What is needed: Copy the lines between the one holding "the window, where" and the end, inclusive, with "thickest part" changed to "widest part" and nothing else altered.

--*--

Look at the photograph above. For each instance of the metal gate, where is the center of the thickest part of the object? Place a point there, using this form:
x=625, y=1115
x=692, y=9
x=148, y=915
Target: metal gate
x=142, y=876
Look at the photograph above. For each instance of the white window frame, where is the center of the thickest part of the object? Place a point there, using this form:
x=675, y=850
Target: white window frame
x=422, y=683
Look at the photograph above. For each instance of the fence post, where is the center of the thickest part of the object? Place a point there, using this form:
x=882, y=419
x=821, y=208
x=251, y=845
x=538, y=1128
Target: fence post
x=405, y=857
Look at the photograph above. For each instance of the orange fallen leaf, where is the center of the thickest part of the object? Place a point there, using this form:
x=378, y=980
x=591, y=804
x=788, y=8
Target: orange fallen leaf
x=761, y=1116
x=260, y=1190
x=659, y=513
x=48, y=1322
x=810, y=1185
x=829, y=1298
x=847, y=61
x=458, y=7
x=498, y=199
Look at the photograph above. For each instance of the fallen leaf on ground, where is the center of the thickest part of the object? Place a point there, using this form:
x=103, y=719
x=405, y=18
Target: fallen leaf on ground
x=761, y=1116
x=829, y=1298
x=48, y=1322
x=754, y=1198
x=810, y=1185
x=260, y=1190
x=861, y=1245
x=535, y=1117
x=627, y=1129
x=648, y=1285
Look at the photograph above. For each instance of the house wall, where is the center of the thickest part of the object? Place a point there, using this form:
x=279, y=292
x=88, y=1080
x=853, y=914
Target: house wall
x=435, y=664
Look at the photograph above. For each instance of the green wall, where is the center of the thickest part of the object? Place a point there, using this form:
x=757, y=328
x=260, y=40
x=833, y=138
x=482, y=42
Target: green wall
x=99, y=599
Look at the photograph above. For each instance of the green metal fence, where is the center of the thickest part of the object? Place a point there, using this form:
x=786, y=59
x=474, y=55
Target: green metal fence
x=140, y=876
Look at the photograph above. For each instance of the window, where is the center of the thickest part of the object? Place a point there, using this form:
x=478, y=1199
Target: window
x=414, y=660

--*--

Exercise result:
Look at the photograph above. For each instance of the window, where is the center of the widest part of the object? Place a point there, using this form:
x=478, y=1199
Target: window
x=414, y=660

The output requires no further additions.